Wednesday, December 23, 2015

Cruel, But Most Entertaining for the DM

The title of this post is a quote from Gary Gygax, talking about the famous module pictured on the right.  And while I have the author's words to describe this sort of adventure, let me quote them:

"Another nadir of Dungeon Mastering is the 'killer-dungeon' concept.  These campaigns are a travesty of the role-playing adventure, for there is no development and identification with carefully nurtured player personae.  In such campaigns, the sadistic referee takes unholy delight in slaughtering endless hoards of hapless player characters with unavoidable death traps and horrific monsters set to ambush participants as soon as they set foot outside the door of their safe house.  Only a few of these 'killer dungeons' survive to become infamous, however, as their participants usually tire of the idiocy after a few attempts at enjoyable gaming.  Some lucky ones manage to find another, more reasonable, campaign; but others, not realizing the perversion of the DM's campaign, give up adventure gaming and go back to whatever pursuits they followed in their leisure time before they tried D&D."
Gary Gygax, Dungeon Masters Guide, p. 92 


Well.  If this were any other individual - a politician, say, or the teacher of children . . . or a television evangelist caught fucking three virgin boys in an Alabama motel room - there'd be no hesitation for the reader to shout epithets about the person's hypocrisy, willingness to prostitute themselves, obvious collapse of moral virtue or value and so on.  But this is a game designer - so of course there are really good reasons for both these opinions to stand side by side without the reader's head exploding.  Gygax was just having fun when he perpetrated the sadistic perversion (his words) on the right; alternately, he was just paying lip service to the establishment when he wrote the stick-up-his-ass sermon on the left.

It depends on what sort of bullshit we want to defend.  For example, that Gygax was something other than a strutting, self-important demagogue who chanced into a good thing he didn't actually invent.  Or we could argue that he wasn't a vindictive bloated narcissist who realized after the release of the DMG that he answered to no one and "Fuck you, I'm writing this."

Sometimes I think a particular kind of success encourages the emergence of a particular kind of "do-it-my-way" braggart, whether or not that braggart deserves any of the notoriety he has.  Would Roddenberry have been anyone without D.C. Fontana and a host of other great writers?   Are we really sure the first Star Wars wasn't saved because there were those around him who had the power to make Lucas stop and listen?  It's clear what happens when those people don't exist.

So we come to the other argument: that Gygax didn't write either the left hand thing or the right hand thing - he just slapped his name on one or the other, explaining away either the sanctimonious prattling or the fucking piece of shit module.

Supplied material:
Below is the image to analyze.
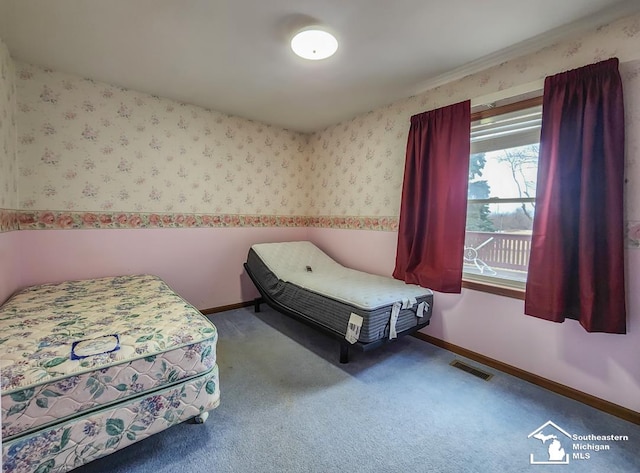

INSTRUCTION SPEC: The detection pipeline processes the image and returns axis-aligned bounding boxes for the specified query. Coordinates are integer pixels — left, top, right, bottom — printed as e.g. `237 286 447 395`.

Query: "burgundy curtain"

Task to carry out:
Condense the paragraph of the blog post beginning "Sometimes I think a particular kind of success" into two or three sentences, keeping its main points.

Solved exercise:
Certain kinds of success may give rise to a "do-it-my-way" braggart, whether or not that person deserves the notoriety. Roddenberry might have been no one without D.C. Fontana and other great writers, and the first Star Wars may have been saved by people with the power to make Lucas stop and listen. It's clear what happens when such people are absent.